## WRITTEN TASKS
a) What is the mission of the Piston Foundation, according to its text?
b) In the Piston Foundation text, rewrite the stretch from "We direct the" through "of automotive tradespeople.", putting "trainees" in place of "apprentices".
c) For each statement, say whether the Piston Foundation text agrees with it, and quote the words that decide it: (i) The foundation funds skilled trades programs in collector cars. (ii) The foundation backs the "college-at-all-costs" approach. (iii) The foundation helps working auto technicians find apprenticeship placement.

## SOURCE DOCUMENT
--- Start ---
Helping To Build a New Generation of Automotive Tradespeople

The Piston Foundation’s mission is to bring more young people into the collector car industry. By funding skilled trades programs in collector cars, we’re working to help today’s craftspeople transfer their skills to a new generation and help young technicians build rewarding careers in the trades and services of the collector car industry.

What we do

We direct the charitable giving from car enthusiasts back into the car community, helping to build awareness and respect for automotive skilled trade career choices.

Our goal is to fund skilled trade education for automotive students and to develop and establish vehicle restoration apprentices. We’re creating career opportunities for people who want to take a different path and we’re helping to build a new generation of automotive tradespeople.

Who We Serve

We support students seeking skilled trade education as an alternative path to a rewarding career, different from the “college-at-all-costs” approach and help working auto technicians find apprenticeship placement and achieve a career in collector car restoration and services.
--- End ---
(Detection examples)
--- Start ---
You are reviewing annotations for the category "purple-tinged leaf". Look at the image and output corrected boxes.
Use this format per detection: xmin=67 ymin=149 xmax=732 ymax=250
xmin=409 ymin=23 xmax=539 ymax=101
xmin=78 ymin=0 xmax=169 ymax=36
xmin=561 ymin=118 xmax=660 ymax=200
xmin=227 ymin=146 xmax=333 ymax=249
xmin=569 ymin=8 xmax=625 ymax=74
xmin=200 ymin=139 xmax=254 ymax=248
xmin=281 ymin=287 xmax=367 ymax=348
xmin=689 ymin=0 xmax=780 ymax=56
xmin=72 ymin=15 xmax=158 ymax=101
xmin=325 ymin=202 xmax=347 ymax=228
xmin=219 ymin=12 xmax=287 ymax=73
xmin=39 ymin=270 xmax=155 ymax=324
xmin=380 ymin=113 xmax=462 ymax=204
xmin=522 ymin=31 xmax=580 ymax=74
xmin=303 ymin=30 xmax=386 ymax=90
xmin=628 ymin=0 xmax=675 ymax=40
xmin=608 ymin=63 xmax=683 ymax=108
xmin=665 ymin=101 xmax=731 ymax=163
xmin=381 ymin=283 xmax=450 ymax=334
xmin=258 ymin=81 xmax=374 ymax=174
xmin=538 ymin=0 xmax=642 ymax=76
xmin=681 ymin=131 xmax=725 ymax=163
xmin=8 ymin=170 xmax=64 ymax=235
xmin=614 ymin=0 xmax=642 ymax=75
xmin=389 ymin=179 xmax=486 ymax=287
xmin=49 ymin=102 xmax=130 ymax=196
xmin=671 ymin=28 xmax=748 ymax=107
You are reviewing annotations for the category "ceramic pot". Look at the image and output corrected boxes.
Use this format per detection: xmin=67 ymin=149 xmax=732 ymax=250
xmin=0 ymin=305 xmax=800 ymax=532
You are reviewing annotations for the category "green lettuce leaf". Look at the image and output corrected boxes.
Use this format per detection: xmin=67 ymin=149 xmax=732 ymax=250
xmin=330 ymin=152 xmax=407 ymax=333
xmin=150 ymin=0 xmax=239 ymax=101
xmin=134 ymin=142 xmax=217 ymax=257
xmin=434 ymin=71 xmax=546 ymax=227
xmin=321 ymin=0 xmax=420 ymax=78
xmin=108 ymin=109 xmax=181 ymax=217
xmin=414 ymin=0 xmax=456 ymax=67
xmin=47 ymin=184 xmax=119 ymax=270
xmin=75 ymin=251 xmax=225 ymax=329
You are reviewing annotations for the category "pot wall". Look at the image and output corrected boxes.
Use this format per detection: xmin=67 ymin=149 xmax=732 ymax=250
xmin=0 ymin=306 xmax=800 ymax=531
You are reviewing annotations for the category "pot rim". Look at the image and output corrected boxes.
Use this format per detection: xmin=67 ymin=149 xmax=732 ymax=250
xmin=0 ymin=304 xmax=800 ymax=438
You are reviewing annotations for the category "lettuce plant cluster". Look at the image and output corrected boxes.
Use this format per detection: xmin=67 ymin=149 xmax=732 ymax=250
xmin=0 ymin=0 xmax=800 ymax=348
--- End ---
## OUTPUTS FOR THE TASKS
a) To bring more young people into the collector car industry.

b)
We direct the charitable giving from car enthusiasts back into the car community, helping to build awareness and respect for automotive skilled trade career choices.

Our goal is to fund skilled trade education for automotive students and to develop and establish vehicle restoration trainees. We’re creating career opportunities for people who want to take a different path and we’re helping to build a new generation of automotive tradespeople.

c)
(i) Yes: "By funding skilled trades programs in collector cars"
(ii) No: "different from the “college-at-all-costs” approach"
(iii) Yes: "help working auto technicians find apprenticeship placement"